[Image point grounding data]
----
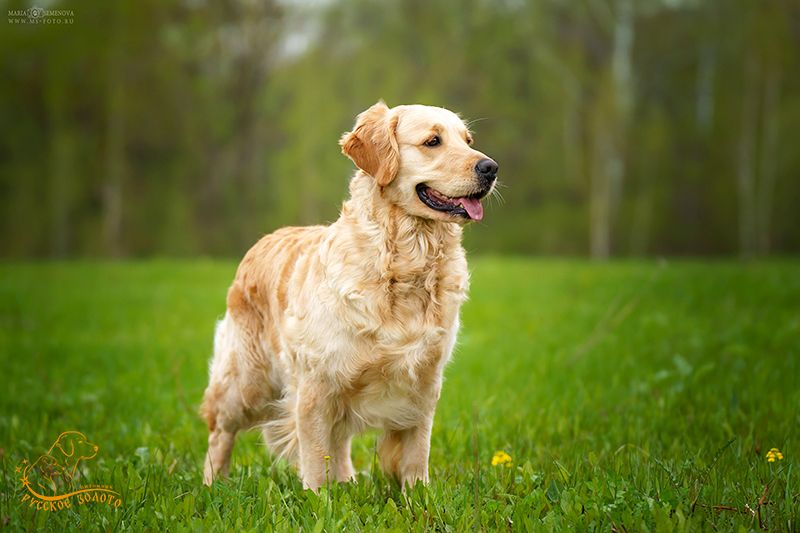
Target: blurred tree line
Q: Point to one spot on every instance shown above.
(622, 127)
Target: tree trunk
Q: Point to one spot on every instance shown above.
(746, 170)
(115, 144)
(769, 156)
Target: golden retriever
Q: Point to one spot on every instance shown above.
(333, 329)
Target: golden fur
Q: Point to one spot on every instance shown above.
(332, 329)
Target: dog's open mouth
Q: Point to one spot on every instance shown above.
(466, 206)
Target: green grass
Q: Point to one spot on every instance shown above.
(632, 396)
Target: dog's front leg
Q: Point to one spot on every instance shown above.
(314, 434)
(404, 453)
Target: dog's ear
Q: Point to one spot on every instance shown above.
(63, 447)
(372, 145)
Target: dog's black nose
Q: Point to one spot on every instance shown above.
(487, 169)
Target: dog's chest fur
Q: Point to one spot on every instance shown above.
(383, 322)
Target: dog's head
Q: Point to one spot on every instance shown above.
----
■ EXERCISE: The entries above are to be printed again word for word, with every picture removed.

■ RESULT FOR THIS EXERCISE:
Target: blurred tree line
Q: Point to one spot on every instance shown above.
(622, 127)
Target: tree trunk
Q: Point to one spot on every instance shown above.
(746, 170)
(115, 144)
(769, 156)
Target: golden retriever
Q: Point to one spot on every instance shown above.
(333, 329)
Target: golden fur
Q: Point to one spot on every instance shown above.
(332, 329)
Target: dog's open mouth
Q: Point to one spot on every instance shown above.
(466, 206)
Target: green grass
Q: Point to one spot on every instance shown above.
(632, 396)
Target: dog's front leg
Q: Point to one spot on every instance shown above.
(314, 434)
(404, 453)
Target: dog's ear
Q: Point to one spot on every instance shown above.
(63, 447)
(372, 145)
Target: dog's black nose
Q: Point to one spot on every instance shown above.
(487, 169)
Target: dog's chest fur
Q: Point to one spot on every instance shown above.
(383, 322)
Target: dog's head
Q: Point to one spot on every instance shown above.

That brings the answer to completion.